#### WHAT IS NEEDED
Once the data has been read, return all of it precisely as written.

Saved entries
-=-=-
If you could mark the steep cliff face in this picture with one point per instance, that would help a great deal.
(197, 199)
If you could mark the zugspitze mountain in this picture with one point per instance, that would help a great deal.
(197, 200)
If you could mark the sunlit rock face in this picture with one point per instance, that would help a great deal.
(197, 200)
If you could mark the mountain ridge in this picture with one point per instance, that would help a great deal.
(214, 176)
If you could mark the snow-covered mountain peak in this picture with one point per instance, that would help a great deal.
-=-=-
#### RESULT OF THIS EXERCISE
If you could mark the steep cliff face in this picture with one point per instance, that would help a great deal.
(197, 199)
If you could mark the zugspitze mountain in this picture with one point per instance, that would help a great deal.
(197, 200)
If you could mark the sunlit rock face in this picture with one point per instance, that would help a great deal.
(197, 200)
If you could mark the mountain ridge in this picture with one point per instance, that would help a great deal.
(214, 176)
If you could mark the snow-covered mountain peak in this picture with one point per instance, that would help a great deal.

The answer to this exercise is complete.